Excerpt to read:

· · · · · · ·

Background information
- Born: 1959 (age 66–67) Baltimore, Maryland, United States
- Genres: Americana/Country & Contemporary Christian
- Occupations: Musician, music producer, writer, recording artist

= Phillip Sandifer =

American writer, musician, recording artist and music producer

Phillip Sandifer (born 10 May, 1959) is an American writer, musician, recording artist and music producer. His music is primarily known within the Americana and Inspirational music field.

==Personal life==
Phillip Sandifer was born in Baltimore, Maryland on 10 May 1959 but moved to Dallas, Texas as a youth. He attended Highland Park High School, Auburn University (Auburn, Alabama) and the University of Texas at Austin where he received a degree in History. He holds master's degrees from Texas A & M University (College Station, Texas), Clemson University (Clemson, South Carolina) and Gordon-Conwell Theological Seminary (South Hamilton, MA), a Doctor of Ministry degree from Covenant Theological Seminary (St. Louis, MO), and a PhD from The University of Southern Mississippi. He has been married to Rene Burchard Sandifer since 1984. They have four grown children.

==Music career==
Sandifer began his music career in 1981, when he created an album on a minimal budget. He has authored and performed 22 top 40 Adult Contemporary songs and six #1 inspirational songs (as noted in CCM Magazine and The Christian Research Report) in the Inspirational Music field. Sandifer acknowledges that while financial gain may elude those choosing the route of the independent label there is a great deal of satisfaction in creating largely on one's own terms. While not as visible as many artists, maintaining artistic control over his music has allowed for a career described as "constant" and music described as "consistent". Early advice from his godfather, Dallas lawyer Shannon Jones who helped bring the Buddy Holly bill (which protects the persona, likeness, and creative works of artists) into being has guided many of Sandifer's career decisions. His releases have been distributed on Urgent Records (Austin, TX) through Sparrow Records (now known as EMI Christian Music) followed by Benson Music Group (now known as Provident-Integrity Distribution) and Wider Sky through The Orchard (Sony Music Entertainment).

Sandifer has recorded with such artists as Jennifer Warnes, Wendi Foy (Sierra), Billy Crockett, Bob Bennett and Michele Wagner and written music for Glen Campbell, Fernando Ortega, Bob Bennett, Kim Hill, Cheri Keaggy, Rob Frazier, Dawn Smith Jordan (Miss South Carolina), Gary Powell and others. He has participated on recordings distributed by EMI, Disney, BMG Music and Warner Music Group although most of his solo recordings have been released on Urgent Records (Austin, TX), an independent label founded by Sandifer in 1984, Selfless Music and more recently Wider Sky Music.

==Current==
In 1998 Sandifer participated in Disney Records "A Bugs Life Sing Along" which was nominated for a Grammy Award in 1999. In 1999 he withdrew from the music industry in order to focus on expanding Christian radio's reach in the Austin, Texas metro area. In 2000 he joined a local church staff in order to participate in furthering the involvement of the contemporary arts in church settings. In 2004 he participated as a guest vocalist on his second Disney Recording – "Luv-A-Byes", recording the Kenny Loggins classic (and one of Phillip's favorites) "Return To Pooh Corner".

· · · · · · ·

Supplied information:
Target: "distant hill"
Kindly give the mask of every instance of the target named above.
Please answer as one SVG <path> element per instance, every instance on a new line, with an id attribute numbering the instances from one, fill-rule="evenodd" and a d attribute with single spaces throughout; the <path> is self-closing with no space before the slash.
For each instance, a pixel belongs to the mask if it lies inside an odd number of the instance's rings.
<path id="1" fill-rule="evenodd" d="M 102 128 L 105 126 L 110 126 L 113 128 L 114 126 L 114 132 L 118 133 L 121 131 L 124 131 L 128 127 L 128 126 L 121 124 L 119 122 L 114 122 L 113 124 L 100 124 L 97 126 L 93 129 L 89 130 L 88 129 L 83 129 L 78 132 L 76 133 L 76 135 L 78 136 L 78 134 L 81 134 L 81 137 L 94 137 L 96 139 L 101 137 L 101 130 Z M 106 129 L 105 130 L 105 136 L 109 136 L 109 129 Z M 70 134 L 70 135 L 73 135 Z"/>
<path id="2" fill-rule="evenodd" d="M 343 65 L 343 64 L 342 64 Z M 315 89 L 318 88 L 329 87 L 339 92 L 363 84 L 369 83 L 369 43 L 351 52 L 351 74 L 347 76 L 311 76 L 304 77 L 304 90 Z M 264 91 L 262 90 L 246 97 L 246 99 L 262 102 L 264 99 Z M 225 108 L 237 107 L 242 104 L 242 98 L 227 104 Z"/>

· · · · · · ·

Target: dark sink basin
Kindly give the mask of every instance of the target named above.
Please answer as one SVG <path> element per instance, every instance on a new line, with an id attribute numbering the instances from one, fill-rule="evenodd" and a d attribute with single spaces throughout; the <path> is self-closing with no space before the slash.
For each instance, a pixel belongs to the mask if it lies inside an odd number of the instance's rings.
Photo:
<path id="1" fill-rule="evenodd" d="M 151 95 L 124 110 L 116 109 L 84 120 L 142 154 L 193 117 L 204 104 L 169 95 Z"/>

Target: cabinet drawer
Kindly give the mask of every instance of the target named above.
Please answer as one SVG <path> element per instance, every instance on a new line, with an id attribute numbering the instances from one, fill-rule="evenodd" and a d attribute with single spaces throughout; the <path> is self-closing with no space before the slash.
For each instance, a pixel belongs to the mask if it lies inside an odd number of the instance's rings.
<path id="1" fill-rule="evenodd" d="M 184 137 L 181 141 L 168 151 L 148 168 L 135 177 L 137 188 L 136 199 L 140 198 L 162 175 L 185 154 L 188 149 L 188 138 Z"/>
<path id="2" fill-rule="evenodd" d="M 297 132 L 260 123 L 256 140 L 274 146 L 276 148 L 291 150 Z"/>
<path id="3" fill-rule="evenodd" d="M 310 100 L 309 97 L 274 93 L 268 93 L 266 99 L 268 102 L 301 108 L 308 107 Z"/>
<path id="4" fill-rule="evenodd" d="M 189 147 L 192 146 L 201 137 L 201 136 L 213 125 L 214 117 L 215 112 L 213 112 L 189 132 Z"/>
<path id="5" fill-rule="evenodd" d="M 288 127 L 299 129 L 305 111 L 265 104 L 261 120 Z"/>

· · · · · · ·

To do:
1. Answer these questions from the Sandifer biography:
(a) In what year did Sandifer found Urgent Records?
(b) In what subject did he receive his degree from the University of Texas at Austin?
(c) Which Kenny Loggins song did he record for "Luv-A-Byes"?
2. Output the stretch of the Sandifer biography from "Background information" through "and Inspirational music field.", copied word for word.
The items placed after the biography are separate material, unrelated to it.

Responses to the exercise:
1.
(a) 1984
(b) History
(c) "Return To Pooh Corner"

2.
Background information
- Born: 1959 (age 66–67) Baltimore, Maryland, United States
- Genres: Americana/Country & Contemporary Christian
- Occupations: Musician, music producer, writer, recording artist

= Phillip Sandifer =

American writer, musician, recording artist and music producer

Phillip Sandifer (born 10 May, 1959) is an American writer, musician, recording artist and music producer. His music is primarily known within the Americana and Inspirational music field.